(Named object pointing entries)
◆ ◆ ◆ ◆
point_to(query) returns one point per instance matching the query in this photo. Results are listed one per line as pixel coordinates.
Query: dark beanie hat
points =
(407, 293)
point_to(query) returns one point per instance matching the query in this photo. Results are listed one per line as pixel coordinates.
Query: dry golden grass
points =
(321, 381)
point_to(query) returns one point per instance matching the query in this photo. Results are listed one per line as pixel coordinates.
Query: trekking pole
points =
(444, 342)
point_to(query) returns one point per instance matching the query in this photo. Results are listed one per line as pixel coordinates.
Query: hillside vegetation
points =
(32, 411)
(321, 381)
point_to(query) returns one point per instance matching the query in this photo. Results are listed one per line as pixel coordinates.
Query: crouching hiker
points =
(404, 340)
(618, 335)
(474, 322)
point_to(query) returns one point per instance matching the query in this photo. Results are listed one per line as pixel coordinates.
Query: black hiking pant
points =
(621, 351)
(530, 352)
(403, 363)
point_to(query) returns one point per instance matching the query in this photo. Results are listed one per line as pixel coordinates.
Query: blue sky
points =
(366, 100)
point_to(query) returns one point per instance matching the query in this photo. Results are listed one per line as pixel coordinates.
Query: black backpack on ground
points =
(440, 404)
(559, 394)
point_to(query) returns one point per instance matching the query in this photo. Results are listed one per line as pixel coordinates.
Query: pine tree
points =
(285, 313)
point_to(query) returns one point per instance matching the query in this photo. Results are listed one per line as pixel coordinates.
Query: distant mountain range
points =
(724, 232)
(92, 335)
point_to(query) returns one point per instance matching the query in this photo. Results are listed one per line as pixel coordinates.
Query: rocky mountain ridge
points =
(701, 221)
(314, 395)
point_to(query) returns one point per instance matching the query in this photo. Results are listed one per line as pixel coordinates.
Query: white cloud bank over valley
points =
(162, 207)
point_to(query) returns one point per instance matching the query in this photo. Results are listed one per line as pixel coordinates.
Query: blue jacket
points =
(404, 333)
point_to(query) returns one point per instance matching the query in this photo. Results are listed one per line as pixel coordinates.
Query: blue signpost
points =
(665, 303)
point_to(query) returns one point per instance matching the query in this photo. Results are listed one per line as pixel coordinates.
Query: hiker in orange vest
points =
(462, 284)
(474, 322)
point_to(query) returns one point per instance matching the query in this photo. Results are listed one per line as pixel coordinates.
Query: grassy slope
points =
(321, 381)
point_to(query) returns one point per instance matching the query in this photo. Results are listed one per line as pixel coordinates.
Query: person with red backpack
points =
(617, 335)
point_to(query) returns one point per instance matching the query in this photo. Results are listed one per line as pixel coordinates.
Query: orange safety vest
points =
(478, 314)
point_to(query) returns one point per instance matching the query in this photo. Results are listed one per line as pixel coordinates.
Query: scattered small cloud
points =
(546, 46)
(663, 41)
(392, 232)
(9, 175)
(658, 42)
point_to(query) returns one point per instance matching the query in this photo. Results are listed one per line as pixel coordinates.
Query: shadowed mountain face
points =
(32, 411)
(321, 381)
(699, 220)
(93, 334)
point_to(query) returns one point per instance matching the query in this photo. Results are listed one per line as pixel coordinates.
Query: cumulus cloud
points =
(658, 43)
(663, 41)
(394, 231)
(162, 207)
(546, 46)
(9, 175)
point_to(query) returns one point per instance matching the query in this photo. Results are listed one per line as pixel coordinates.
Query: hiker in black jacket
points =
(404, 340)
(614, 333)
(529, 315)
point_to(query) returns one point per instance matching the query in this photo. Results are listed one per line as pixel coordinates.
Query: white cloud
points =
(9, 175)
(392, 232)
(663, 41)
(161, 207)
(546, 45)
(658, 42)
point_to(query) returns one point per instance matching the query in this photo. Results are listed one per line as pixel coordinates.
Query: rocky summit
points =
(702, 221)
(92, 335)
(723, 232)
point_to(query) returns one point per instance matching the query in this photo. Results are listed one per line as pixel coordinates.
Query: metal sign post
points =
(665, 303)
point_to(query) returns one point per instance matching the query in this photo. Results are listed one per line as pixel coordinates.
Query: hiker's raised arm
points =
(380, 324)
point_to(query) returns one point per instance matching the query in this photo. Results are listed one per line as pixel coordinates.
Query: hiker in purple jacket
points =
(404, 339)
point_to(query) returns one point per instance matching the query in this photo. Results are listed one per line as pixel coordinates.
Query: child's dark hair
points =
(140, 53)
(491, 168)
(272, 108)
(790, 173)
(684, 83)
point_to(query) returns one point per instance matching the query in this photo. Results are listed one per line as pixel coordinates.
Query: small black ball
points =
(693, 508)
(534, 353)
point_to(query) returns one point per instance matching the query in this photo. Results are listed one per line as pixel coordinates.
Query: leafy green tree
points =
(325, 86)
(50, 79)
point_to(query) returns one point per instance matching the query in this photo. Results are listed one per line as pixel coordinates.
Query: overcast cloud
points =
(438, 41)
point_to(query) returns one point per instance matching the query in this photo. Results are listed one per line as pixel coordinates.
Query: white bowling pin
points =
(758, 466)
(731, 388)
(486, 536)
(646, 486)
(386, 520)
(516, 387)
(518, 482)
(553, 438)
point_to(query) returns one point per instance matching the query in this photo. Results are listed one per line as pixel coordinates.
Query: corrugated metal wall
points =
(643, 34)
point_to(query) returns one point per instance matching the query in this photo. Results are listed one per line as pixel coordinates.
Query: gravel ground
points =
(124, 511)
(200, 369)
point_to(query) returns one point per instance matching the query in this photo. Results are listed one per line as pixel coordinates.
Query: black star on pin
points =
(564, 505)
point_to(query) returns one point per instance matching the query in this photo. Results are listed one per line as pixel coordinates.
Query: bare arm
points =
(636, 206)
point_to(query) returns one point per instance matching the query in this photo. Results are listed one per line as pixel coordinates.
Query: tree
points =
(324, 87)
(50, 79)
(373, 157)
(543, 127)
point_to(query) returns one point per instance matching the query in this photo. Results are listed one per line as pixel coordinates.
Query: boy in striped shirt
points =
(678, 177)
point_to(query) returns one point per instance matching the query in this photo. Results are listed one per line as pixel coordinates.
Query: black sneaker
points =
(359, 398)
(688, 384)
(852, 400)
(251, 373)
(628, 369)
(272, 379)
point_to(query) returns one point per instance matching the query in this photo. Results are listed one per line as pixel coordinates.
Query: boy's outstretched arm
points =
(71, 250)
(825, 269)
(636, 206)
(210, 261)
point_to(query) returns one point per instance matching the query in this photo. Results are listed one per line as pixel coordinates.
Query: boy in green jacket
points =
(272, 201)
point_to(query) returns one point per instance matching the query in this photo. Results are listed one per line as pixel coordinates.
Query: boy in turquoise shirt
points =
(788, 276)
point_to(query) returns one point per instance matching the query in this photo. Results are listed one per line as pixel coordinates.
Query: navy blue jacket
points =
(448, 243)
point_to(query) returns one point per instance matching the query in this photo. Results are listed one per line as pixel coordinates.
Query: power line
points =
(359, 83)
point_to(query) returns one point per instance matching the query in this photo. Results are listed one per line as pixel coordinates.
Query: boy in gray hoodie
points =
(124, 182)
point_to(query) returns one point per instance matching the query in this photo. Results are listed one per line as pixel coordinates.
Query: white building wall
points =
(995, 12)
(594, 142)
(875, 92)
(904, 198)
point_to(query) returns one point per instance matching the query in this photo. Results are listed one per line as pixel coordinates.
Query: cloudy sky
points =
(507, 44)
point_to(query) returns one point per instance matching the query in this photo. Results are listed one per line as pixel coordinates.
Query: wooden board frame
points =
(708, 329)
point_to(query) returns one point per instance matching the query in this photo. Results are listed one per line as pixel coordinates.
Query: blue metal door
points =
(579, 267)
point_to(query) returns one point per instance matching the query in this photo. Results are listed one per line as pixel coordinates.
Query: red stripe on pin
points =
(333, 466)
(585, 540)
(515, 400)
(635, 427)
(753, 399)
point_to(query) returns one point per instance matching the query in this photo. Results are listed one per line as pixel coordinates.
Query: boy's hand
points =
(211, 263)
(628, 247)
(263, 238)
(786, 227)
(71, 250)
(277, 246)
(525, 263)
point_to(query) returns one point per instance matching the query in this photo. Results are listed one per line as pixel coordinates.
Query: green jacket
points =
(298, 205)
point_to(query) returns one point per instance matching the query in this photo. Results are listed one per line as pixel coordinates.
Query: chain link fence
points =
◆ ◆ ◆ ◆
→ **What the task requires**: Collect every line from the material above that contains the word "mountain", copying each line in full.

→ **Output of the exercise**:
Query: distant mountain range
Query: rocky mountain ridge
Query: shadowed mountain face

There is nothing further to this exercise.